> _Supplied text_:
----------------------------------------

In the Sept. 10 general assembly the group picked the target for their occupation: One Chase Manhattan Plaza. They also picked several backups. So when the police fenced off Chase Plaza the night before the occupation was scheduled to start, the occupiers were prepared. On Sept. 17, barely an hour before the scheduled 3 p.m. start time, the word went out to go to Zuccotti Park instead, and 2,000 people converged on the now famous patch of stone flooring, low benches, and trees. It was a fortunate choice: Zuccotti is a privately owned park, so the city doesn’t have the right to remove the protesters. Graeber helped facilitate the GA that night in which they decided to camp out in the park rather than immediately march on Wall Street. Three days later, when he flew to Austin, the protests were still little more than a local New York story.
Graeber has been an anarchist since the age of 16. He grew up in New York, in a trade-union-sponsored cooperative apartment building in Chelsea suffused with radical politics. A precocious child, he became obsessed at 11 with Mayan hieroglyphics. (The writing had then been only partially deciphered.) He sent some of his original translations to a leading scholar in the field, who was so impressed that he arranged for Graeber to get a scholarship to Phillips Academy in Andover, Mass.

----------------------------------------

> _Data extract_:
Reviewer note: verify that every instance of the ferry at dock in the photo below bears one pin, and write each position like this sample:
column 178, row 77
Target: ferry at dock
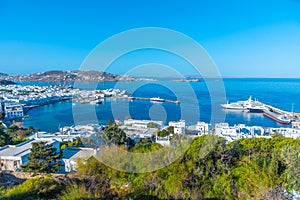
column 282, row 119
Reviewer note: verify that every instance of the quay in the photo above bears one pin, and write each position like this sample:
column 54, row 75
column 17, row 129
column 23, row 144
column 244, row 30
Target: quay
column 154, row 99
column 278, row 110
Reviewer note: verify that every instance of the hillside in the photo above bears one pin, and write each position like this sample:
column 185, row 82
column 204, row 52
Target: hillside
column 257, row 168
column 70, row 76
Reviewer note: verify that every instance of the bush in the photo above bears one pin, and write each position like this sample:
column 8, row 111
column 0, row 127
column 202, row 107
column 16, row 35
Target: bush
column 35, row 188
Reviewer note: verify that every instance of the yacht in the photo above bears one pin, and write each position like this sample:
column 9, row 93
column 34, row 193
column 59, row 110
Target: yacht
column 156, row 99
column 239, row 105
column 282, row 119
column 249, row 105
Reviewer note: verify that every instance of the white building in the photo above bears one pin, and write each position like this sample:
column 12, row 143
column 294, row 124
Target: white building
column 286, row 132
column 164, row 141
column 13, row 110
column 14, row 156
column 142, row 123
column 179, row 127
column 202, row 128
column 224, row 130
column 72, row 154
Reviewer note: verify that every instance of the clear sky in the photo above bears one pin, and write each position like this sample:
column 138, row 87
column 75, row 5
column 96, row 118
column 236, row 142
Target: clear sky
column 257, row 38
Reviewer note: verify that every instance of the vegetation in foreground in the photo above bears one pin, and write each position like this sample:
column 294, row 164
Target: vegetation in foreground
column 256, row 168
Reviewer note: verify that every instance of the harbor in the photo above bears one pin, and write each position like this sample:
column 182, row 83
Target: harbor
column 154, row 100
column 254, row 106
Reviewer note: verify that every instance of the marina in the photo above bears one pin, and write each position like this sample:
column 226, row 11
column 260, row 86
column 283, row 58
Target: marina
column 255, row 106
column 153, row 100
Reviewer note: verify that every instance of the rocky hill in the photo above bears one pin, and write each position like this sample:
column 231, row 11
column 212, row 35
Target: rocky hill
column 70, row 76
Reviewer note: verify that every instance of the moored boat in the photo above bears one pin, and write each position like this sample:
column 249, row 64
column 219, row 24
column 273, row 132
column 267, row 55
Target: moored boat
column 282, row 119
column 156, row 99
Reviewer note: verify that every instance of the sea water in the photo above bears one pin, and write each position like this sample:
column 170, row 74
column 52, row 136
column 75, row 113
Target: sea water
column 195, row 97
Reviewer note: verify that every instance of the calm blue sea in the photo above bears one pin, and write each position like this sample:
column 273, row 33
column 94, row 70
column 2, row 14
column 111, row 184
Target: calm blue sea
column 198, row 103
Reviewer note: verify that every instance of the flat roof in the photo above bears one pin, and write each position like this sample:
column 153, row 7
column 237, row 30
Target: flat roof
column 19, row 149
column 73, row 153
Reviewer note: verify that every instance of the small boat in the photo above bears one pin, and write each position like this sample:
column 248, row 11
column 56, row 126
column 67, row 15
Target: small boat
column 282, row 119
column 97, row 101
column 131, row 98
column 156, row 99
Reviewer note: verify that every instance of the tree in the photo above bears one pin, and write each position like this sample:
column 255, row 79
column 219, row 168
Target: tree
column 2, row 115
column 152, row 125
column 112, row 134
column 5, row 139
column 43, row 158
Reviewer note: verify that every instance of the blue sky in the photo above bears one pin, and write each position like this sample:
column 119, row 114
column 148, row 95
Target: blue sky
column 244, row 38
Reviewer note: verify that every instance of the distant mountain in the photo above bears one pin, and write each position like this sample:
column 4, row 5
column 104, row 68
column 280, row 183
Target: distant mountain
column 71, row 76
column 6, row 82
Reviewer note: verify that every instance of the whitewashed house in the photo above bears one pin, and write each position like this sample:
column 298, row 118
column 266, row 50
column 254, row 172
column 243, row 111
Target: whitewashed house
column 14, row 156
column 72, row 154
column 179, row 126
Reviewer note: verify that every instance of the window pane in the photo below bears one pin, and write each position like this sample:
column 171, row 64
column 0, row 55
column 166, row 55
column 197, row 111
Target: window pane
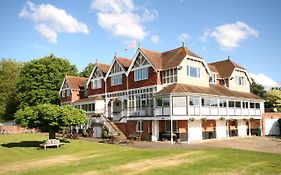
column 231, row 104
column 237, row 104
column 257, row 105
column 166, row 102
column 193, row 72
column 252, row 105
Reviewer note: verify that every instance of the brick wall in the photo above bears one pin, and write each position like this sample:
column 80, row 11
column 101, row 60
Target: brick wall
column 14, row 129
column 121, row 87
column 152, row 79
column 182, row 124
column 96, row 91
column 129, row 128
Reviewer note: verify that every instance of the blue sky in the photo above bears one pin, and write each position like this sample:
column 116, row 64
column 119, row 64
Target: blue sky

----------------------------------------

> _Requirement A_: Translate this sentence from the passage on Graeber and the occupation into Spanish: "Graeber has been an anarchist since the age of 16."
> _Requirement B_: Name every city or town mentioned in the passage on Graeber and the occupation.
> _Requirement C_: Extend the passage on Graeber and the occupation beyond its final sentence.

> _Result A_: Graeber es anarquista desde los 16 años.

> _Result B_: New York, Austin, Andover

> _Result C_:
Graeber’s parents were in their 40s when they had him and had come of age in the political left of the 1930s, self-taught working-class intellectuals. Graeber’s mother had been a garment worker and, briefly, a celebrity—the female lead in a musical comedy revue put on by the International Ladies’ Garment Workers’ Union that managed to become a Broadway hit. His father worked as a plate stripper on offset printers. Originally from Kansas, he had fought for the Republicans in the Spanish Civil War. Anarchists made up one part of the fragile Republican coalition, and for a brief period they controlled Barcelona.
“Most people don’t think anarchism is a bad idea. They think it’s insane,” says Graeber. “Yeah, sure it would be great not to have prisons and police and hierarchical structures of authority, but everybody would just start killing each other. That wouldn’t work, right?” Graeber’s father, however, had seen it work. “So it wasn’t insane. I was never brought up to think it was insane.”
Years later, Graeber was a graduate student at the University of Chicago, and his field research brought him into contact with another, albeit very different, anarchic community. His dissertation was on Betafo, a rural community in Madagascar made up of the descendants of nobles and their slaves. Because of spending cuts mandated by the International Monetary Fund—the sort of structural-adjustment policies Graeber would later protest—the central government had abandoned the area, leaving the inhabitants to fend for themselves. They did, creating an egalitarian society where 10,000 people made decisions more or less by consensus. When necessary, criminal justice was carried out by a mob, but even there a particular sort of consensus pertained: a lynching required permission from the accused’s parents.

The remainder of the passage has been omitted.